How to run in vLLM

by boshko - opened May 23

Discussion

boshko

May 23

Can you please update the instructions on how to run this quantized model in vLLM

Thanks

todiadiyatmo

May 23

try using sglang, it has vllm backend

      python3 -m sglang.launch_server
      --served-model-name tonjoo-coder
      --model-path unsloth/Devstral-Small-2505-bnb-4bit
      --chat-template /models/devstral.jinja
      --port 8000
      --host 0.0.0.0
      --mem-fraction-static 0.8

actualy i try tp=2 but not working, using tp=1 might work

danielhanchen

Unsloth AI org May 24

You should be able to do it fine vllm serve unsloth/Devstral-Small-2505-bnb-4bit --quantization bitsandbytes --load-format bitsandbytes see https://docs.vllm.ai/en/latest/features/quantization/bnb.html

boshko

Jun 6

You should be able to do it fine vllm serve unsloth/Devstral-Small-2505-bnb-4bit --quantization bitsandbytes --load-format bitsandbytes see https://docs.vllm.ai/en/latest/features/quantization/bnb.html

That worked, thanks!

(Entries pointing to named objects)
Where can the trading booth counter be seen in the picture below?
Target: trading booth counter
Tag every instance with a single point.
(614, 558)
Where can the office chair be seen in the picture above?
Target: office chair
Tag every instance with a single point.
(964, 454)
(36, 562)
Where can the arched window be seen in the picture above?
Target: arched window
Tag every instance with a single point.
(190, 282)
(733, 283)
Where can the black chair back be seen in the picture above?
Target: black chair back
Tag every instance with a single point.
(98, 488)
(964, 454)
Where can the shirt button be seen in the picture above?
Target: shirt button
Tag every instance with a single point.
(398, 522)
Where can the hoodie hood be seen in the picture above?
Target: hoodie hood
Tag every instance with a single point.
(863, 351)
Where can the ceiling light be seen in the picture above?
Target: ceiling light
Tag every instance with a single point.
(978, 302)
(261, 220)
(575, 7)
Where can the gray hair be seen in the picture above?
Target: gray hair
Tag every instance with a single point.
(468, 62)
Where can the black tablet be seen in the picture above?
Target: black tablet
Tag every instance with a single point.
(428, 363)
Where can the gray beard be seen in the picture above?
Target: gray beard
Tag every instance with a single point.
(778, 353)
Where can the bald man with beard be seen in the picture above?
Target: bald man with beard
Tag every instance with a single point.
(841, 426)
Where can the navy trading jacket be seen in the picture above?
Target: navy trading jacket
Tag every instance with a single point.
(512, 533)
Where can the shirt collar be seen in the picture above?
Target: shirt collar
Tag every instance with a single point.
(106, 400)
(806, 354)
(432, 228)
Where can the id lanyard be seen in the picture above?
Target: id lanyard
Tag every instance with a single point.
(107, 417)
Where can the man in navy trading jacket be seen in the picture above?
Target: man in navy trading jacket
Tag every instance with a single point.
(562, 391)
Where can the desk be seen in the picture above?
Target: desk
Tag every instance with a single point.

## Written task
From the forum thread on running the model in vLLM, reproduce word for word the passage starting with "Unsloth AI org" and going on through "That worked, thanks!".

## The output
Unsloth AI org May 24

You should be able to do it fine vllm serve unsloth/Devstral-Small-2505-bnb-4bit --quantization bitsandbytes --load-format bitsandbytes see https://docs.vllm.ai/en/latest/features/quantization/bnb.html

boshko

Jun 6

You should be able to do it fine vllm serve unsloth/Devstral-Small-2505-bnb-4bit --quantization bitsandbytes --load-format bitsandbytes see https://docs.vllm.ai/en/latest/features/quantization/bnb.html

That worked, thanks!